*** Opening Input ***

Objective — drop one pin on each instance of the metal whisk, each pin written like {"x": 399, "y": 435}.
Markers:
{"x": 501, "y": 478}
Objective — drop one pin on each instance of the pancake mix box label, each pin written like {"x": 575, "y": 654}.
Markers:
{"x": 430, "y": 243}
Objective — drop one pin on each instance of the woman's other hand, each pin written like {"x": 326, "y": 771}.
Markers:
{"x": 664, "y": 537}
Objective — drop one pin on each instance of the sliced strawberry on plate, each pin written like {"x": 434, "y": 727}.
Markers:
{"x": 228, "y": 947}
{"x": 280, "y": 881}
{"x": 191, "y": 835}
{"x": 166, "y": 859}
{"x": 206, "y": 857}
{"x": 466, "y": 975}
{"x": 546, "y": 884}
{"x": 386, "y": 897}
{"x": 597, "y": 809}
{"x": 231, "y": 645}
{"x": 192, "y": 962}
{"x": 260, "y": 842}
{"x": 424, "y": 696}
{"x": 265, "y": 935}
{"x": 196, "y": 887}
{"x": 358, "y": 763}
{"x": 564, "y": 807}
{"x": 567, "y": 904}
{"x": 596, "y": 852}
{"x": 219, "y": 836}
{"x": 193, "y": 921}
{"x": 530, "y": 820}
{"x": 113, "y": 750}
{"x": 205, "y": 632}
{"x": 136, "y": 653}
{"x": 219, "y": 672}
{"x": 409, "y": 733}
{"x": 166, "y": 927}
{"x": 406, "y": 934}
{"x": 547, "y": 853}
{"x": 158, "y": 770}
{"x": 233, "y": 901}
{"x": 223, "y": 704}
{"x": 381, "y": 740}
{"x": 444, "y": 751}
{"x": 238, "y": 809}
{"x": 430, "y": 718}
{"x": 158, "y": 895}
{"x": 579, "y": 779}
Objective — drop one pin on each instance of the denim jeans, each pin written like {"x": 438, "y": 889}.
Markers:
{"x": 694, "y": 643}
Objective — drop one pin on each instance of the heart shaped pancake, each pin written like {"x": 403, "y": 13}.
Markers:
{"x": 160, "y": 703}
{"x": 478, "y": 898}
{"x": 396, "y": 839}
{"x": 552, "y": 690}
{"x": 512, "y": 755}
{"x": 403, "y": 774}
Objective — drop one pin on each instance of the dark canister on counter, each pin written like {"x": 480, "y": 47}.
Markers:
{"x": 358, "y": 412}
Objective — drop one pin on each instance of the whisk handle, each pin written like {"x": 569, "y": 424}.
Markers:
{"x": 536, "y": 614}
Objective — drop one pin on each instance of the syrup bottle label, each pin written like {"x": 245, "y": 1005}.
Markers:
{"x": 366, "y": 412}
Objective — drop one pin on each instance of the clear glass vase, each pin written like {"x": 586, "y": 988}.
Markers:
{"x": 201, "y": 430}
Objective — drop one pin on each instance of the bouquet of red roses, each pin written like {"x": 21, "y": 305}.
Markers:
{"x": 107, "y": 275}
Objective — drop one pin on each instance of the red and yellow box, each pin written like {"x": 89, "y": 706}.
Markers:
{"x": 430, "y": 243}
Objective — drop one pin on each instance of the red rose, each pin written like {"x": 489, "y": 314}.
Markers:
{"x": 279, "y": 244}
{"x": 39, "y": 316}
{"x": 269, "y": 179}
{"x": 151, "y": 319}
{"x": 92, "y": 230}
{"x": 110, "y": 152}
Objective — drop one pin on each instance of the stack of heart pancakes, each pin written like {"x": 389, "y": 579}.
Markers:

*** Closing Input ***

Exercise | Wherever the word "label" turns up in the material, copy the whole line.

Final answer |
Objective — drop one pin on each instance of the pancake mix box label, each pin written like {"x": 575, "y": 654}.
Objective — drop one pin on each instance of the syrup bottle label, each pin written like {"x": 245, "y": 1005}.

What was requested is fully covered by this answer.